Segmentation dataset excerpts
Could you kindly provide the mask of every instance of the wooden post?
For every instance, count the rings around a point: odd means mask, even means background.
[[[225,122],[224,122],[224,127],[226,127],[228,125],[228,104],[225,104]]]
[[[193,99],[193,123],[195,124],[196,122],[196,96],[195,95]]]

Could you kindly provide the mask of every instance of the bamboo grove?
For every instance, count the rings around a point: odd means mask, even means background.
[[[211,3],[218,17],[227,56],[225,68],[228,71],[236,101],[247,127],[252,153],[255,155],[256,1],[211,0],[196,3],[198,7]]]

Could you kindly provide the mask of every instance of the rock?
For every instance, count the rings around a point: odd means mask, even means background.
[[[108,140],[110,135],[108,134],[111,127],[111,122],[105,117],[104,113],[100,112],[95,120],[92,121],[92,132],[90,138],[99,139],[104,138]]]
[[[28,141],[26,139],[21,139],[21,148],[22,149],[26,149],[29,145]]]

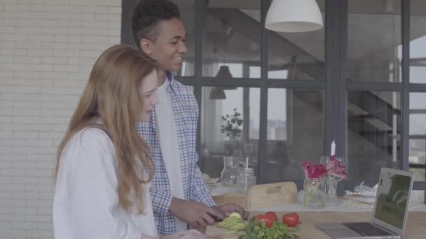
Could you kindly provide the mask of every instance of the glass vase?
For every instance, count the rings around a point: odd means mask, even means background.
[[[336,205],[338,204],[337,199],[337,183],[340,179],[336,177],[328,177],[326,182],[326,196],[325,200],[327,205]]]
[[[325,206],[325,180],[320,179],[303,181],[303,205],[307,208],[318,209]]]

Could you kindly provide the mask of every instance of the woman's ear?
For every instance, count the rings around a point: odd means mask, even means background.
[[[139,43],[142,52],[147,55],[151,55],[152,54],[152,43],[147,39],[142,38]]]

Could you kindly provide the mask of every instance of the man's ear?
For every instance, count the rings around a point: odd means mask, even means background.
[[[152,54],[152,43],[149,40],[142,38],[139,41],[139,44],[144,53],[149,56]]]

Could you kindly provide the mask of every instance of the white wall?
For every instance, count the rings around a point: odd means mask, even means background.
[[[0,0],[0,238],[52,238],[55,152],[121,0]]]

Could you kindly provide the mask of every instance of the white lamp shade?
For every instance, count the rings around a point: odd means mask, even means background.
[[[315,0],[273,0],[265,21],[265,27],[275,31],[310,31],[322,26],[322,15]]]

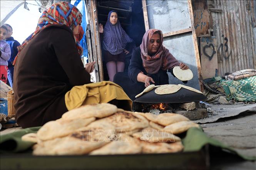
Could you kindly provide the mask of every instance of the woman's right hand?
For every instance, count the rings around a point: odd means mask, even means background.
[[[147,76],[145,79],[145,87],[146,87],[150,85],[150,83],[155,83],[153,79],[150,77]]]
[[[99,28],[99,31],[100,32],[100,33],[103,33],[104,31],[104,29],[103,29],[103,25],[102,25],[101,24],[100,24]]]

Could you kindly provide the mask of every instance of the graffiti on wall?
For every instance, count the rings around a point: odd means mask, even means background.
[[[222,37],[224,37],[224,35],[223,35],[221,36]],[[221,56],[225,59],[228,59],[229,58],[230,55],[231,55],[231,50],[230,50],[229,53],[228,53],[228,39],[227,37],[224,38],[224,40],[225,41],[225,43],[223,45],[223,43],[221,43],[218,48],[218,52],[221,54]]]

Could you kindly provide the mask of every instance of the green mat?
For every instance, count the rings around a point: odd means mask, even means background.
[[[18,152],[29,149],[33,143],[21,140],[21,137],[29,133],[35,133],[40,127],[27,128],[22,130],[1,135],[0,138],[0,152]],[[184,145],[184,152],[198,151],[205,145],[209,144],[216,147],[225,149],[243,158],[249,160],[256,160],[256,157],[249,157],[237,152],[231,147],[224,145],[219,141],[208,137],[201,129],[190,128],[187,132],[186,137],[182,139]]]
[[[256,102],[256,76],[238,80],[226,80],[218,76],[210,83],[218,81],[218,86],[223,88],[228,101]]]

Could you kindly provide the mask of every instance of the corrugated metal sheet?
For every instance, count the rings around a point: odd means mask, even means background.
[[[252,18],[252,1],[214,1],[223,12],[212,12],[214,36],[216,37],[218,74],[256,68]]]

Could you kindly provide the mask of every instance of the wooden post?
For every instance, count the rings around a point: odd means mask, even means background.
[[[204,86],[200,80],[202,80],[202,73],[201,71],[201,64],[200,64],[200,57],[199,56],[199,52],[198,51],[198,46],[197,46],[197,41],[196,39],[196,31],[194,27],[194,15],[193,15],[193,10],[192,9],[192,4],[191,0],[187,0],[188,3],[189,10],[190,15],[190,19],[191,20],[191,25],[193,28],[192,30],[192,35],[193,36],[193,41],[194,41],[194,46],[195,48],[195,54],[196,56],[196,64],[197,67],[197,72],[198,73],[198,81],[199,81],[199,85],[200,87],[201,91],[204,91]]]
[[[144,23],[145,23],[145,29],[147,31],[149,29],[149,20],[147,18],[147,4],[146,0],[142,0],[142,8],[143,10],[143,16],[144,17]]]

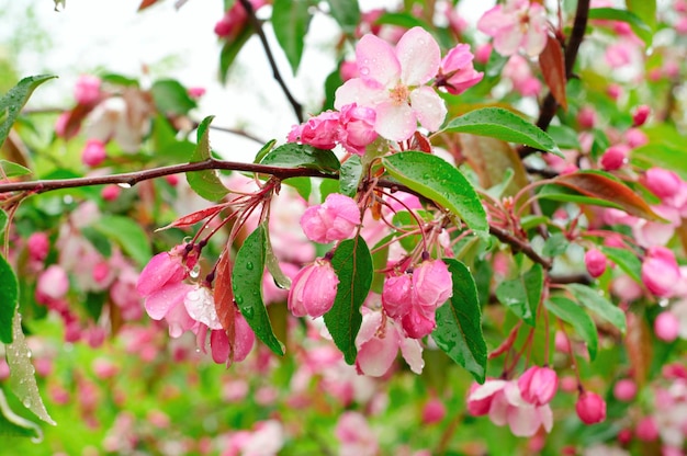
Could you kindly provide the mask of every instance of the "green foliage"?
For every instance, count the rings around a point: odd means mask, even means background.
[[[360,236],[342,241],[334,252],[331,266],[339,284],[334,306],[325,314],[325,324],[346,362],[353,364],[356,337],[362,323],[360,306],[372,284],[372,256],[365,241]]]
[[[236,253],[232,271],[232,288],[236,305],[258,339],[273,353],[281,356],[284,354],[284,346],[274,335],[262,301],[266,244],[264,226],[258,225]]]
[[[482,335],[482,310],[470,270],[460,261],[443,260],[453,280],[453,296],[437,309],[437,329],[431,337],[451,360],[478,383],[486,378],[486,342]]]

--

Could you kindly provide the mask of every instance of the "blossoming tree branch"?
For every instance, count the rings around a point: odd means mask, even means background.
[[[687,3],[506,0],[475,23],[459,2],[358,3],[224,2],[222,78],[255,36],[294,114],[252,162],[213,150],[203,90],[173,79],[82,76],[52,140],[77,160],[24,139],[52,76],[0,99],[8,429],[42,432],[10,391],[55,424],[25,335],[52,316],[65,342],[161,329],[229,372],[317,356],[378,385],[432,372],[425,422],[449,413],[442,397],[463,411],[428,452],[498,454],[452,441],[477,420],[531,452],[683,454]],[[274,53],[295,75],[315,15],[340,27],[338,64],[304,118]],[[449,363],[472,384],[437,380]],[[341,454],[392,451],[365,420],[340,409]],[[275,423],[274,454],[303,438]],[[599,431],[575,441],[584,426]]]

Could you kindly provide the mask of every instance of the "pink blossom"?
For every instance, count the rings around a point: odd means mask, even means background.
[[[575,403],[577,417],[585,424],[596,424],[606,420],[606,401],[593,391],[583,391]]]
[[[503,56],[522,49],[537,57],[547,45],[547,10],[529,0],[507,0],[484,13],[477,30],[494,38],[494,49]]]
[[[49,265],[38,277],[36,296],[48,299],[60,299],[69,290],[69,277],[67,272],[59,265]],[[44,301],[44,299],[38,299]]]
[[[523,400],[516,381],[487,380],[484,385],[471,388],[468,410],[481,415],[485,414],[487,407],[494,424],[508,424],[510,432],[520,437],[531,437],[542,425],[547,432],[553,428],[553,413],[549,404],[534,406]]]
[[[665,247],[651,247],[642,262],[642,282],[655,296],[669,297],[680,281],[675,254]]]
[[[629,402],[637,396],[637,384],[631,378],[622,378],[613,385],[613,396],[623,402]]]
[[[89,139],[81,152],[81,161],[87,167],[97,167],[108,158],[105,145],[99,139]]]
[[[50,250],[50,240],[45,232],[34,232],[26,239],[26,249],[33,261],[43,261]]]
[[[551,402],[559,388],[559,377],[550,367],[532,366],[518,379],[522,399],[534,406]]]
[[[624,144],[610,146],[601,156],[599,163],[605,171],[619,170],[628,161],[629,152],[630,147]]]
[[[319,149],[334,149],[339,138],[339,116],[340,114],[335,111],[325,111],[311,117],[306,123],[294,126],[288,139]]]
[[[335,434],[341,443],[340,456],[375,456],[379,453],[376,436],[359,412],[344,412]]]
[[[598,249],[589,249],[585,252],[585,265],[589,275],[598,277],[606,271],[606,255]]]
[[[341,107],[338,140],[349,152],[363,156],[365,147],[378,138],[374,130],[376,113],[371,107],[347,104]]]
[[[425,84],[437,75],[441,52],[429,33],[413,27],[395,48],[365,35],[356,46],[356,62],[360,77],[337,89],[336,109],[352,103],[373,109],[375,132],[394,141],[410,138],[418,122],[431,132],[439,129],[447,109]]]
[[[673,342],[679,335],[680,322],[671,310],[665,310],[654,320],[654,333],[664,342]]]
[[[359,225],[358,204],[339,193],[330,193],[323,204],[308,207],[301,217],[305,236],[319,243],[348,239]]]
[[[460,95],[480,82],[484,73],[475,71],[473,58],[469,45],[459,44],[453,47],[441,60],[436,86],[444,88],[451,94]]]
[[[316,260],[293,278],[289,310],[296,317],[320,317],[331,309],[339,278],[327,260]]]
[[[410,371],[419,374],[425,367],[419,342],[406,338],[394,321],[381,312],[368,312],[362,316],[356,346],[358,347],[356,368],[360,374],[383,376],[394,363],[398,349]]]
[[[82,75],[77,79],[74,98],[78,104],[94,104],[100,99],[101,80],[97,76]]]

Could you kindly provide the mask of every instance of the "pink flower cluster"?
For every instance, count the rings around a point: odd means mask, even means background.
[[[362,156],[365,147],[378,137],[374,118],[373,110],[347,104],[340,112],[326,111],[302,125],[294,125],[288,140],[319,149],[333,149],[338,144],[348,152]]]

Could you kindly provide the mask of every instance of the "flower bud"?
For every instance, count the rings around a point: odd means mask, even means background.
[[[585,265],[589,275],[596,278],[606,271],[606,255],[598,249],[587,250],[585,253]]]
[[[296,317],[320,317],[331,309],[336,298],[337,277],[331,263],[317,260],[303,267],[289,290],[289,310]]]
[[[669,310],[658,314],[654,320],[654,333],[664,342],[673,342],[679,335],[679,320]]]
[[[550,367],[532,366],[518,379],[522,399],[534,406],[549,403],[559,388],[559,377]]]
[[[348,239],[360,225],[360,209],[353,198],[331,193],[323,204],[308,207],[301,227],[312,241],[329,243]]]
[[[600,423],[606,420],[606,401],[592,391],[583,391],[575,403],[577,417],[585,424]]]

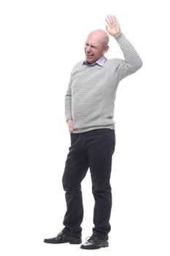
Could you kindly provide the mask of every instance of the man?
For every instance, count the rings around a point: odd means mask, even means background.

To do: How many of the lines above contain the string "white"? Case counts. Reply with the number alone.

Task solution: 2